> _What needs to be done_: From the line containing "amber navigation light." to the end of the records below, output each line exactly; include both ends and nothing else.
━━━━━ Source material
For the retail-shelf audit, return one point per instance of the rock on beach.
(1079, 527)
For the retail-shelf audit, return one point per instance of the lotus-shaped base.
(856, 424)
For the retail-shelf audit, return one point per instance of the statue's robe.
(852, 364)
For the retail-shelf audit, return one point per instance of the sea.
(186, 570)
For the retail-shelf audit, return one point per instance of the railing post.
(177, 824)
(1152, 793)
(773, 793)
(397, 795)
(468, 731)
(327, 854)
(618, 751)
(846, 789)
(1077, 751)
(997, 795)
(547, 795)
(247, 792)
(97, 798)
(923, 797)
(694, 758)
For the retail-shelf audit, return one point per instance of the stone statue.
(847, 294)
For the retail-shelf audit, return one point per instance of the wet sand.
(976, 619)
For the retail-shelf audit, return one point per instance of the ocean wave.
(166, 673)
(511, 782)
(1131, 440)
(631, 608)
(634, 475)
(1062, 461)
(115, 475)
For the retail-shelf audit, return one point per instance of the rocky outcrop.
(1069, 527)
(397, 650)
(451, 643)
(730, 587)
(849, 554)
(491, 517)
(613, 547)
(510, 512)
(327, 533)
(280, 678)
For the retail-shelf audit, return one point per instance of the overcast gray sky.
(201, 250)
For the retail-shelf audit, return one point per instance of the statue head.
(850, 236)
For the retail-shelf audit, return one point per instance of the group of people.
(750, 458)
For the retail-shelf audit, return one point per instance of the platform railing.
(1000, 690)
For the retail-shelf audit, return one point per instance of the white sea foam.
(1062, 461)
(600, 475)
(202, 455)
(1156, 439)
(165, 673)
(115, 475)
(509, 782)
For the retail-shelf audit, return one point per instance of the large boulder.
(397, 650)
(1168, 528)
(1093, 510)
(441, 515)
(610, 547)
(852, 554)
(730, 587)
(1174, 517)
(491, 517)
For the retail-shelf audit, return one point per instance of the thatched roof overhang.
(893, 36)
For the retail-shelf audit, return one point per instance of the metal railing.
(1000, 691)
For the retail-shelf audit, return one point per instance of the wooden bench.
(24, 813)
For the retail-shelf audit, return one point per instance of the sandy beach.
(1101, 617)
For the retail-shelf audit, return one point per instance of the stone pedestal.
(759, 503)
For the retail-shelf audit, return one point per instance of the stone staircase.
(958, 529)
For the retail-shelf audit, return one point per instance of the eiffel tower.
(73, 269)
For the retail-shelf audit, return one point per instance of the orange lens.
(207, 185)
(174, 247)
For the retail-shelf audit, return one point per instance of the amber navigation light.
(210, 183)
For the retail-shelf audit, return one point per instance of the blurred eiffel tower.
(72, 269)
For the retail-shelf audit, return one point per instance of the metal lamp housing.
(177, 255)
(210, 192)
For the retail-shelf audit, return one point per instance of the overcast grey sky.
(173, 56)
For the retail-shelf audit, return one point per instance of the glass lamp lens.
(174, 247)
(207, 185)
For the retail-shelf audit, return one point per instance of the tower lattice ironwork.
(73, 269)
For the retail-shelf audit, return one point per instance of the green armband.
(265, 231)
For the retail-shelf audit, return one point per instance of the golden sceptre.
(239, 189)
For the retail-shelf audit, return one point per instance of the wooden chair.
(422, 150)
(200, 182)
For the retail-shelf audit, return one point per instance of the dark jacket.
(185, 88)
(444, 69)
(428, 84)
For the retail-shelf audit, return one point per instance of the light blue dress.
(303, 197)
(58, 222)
━━━━━━━━━━
> _Solution to the problem_:
For the retail-shelf audit, return one point per instance of the amber navigation light.
(210, 183)
For the retail-shelf audit, return one point per instance of the blurred eiffel tower.
(72, 269)
For the retail-shelf audit, return one point per instance of the metal lamp housing.
(177, 255)
(210, 192)
For the retail-shelf audit, return one point per instance of the overcast grey sky.
(173, 56)
For the retail-shelf audit, return one point per instance of the glass lamp lens.
(174, 247)
(207, 185)
For the retail-shelf audit, return one point per instance of the tower lattice ironwork.
(73, 269)
For the retail-shelf audit, return one point per instance of the green armband.
(265, 231)
For the retail-shelf audit, return one point per instance of the golden sceptre.
(239, 189)
For the retail-shelf audit, return one point per instance of the wooden chair.
(422, 150)
(200, 182)
For the retail-shelf audit, return one point per instance of the dark jacket.
(185, 88)
(444, 69)
(428, 84)
For the retail-shelf audit, return one point per instance of the light blue dress.
(303, 197)
(58, 222)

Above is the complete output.